Carry on the passage below about Section 810 peace bonds, starting right after its final sentence.

**Text shown**
━━━━━━

Section 810 Peace Bonds
The Process
The 810
recognizance process begins with the swearing of the information, after which a
summons for the Defendant/s is issued, and then the hearing itself (commonly
referred to as a show cause hearing,
as the Defendant is given an opportunity to show cause why the recognizance
should not issue).
Principles applicable to s. 810
applications
English
statute and common law conferred upon a justice of the peace a discretionary
power to subject individuals to an order binding over an individual to keep the
peace and to be of good conduct where the justice apprehended that these
individuals would likely breach the peace. In this one instance the
English common law allowed a restraint on liberty of individuals where no
offence had been proven. This power was preventive rather than penal in
nature; its purpose was to maintain order and preserve the peace.
Generally criminal law is penal in nature based upon proof of the offender
having committed an offence. Section 810
of the Criminal Code and its predecessor sections carry on the tradition of
preventive justice.
R. v. Soungie, 2003 ABPC 121 (CanLII), at para
5.
Section
810 is preventive in nature protecting the applicant in appropriate
circumstances from future harm to the applicant, the applicant's spouse, the
applicant's common law partner, the applicant's children, or future damage to
the applicant's property.

━━━━━━

**Supplied information**
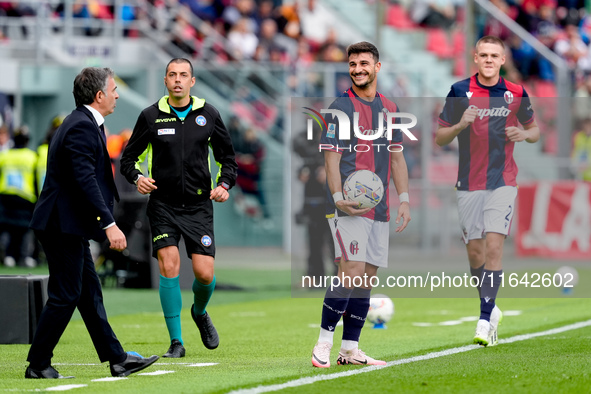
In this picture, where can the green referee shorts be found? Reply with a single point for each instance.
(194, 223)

━━━━━━

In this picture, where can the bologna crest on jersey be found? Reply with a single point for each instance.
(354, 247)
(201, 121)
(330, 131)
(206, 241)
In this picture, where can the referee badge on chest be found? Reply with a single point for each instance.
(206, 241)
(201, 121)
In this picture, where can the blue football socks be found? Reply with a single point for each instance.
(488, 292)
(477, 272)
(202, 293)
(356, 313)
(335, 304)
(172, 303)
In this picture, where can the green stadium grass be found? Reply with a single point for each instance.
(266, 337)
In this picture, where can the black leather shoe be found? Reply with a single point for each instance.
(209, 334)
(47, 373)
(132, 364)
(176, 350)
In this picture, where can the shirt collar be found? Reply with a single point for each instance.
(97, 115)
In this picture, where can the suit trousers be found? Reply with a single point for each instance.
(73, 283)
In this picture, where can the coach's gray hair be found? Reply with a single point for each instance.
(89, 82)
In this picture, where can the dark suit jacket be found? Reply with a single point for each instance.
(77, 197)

━━━━━━

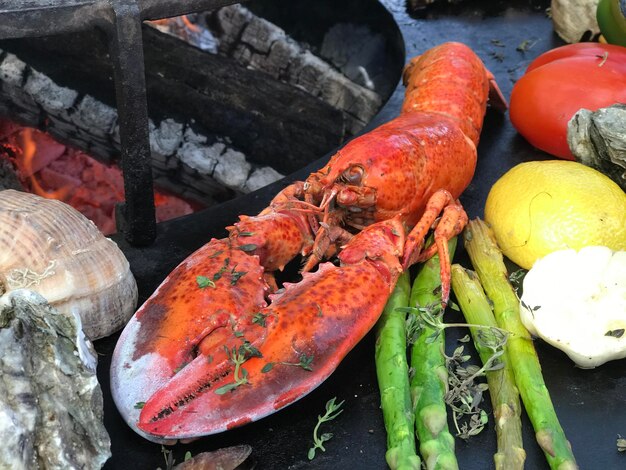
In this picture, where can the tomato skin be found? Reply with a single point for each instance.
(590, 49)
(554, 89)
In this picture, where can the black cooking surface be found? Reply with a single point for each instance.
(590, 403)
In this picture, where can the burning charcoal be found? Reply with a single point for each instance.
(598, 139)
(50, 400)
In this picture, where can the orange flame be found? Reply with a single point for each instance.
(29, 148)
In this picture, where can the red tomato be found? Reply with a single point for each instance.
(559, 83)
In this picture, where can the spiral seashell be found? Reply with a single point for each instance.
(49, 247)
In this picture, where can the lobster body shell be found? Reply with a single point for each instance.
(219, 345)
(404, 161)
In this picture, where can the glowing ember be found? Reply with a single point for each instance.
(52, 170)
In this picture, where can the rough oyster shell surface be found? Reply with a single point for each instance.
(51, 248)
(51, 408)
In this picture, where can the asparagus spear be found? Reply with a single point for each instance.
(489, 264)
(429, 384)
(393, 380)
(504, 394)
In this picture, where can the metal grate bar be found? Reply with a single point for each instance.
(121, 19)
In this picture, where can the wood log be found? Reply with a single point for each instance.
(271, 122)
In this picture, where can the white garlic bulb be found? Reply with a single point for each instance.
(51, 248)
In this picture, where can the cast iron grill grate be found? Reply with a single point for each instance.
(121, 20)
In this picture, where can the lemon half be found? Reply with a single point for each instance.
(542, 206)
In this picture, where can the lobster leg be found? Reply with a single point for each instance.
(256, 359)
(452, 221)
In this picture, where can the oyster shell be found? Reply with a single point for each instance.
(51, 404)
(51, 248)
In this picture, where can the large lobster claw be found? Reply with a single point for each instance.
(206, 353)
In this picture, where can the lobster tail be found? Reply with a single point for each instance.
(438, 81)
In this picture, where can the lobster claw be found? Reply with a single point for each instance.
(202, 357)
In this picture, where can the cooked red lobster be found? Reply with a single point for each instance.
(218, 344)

━━━━━━

**Expected answer**
In making
an order under s. 810 the Judge is asked to restrain an individual
because of likelihood of future harm.
R. v. Soungie, at para 22.
Laying the Information
To lay an
information, the applicant must swear that he or she has a fear that the
defendant will cause personal injury to the applicant, the applicant’s spouse,
the applicant’s common law partner, the applicant’s child, or damage the
applicant’s property: s. 810(1).
In s.
810(3) the Judge must be satisfied there are reasonable grounds for the
fear.
The Show Cause Hearing
Burden of persuasion and standard
of proof
The onus
of persuasion is upon the applicant. The applicant must satisfy the Judge on
the balance of probabilities of the grounds for the issuance of a recognizance.
The
Applicant’s Subjective Fear and the Objectively Reasonable Grounds Supporting
that Fear
Before an
order can be made against the defendant, two elements must be established in
evidence
(1)
The informant actually fears that the defendant will cause personal injury to
him, his spouse, his child, or will damage his property, and
(2)
Reasonable grounds exist for the informant’s fears.
R.
v. Banks, 1995
CanLII 5974 (SK QB).
Unless
both elements have been proven the justice has no jurisdiction to make the
order.
Subjective Fear
The first
requirement is that the applicant have such a honest and actual fear. The
absence of proof that the applicant has such will mean there is no basis upon
which a recognizance can be issued. Obviously, it is preferable that the
applicant articulate the fear but the failure to articulate does not
necessarily mean the fear is not present. The surrounding circumstances
can give rise to an inference that the fear exists:
J.H.
v. W.B. (2001), 2001 YKTC 502
(CanLII), 44 C.R. (5th) 39 (Yuk.
Terr. Ct.).
Personal
harm in this context includes fear of psychological harm.
R.
v. McCraw (1991), 1991 CanLII 29
(SCC) 7
C.R. (4th) 314 (S.C.C.):
The term "bodily harm" referred to in s. 267
of the Criminal Code is defined as "any hurt or injury". Those
words are clearly broad enough to include psychological harm.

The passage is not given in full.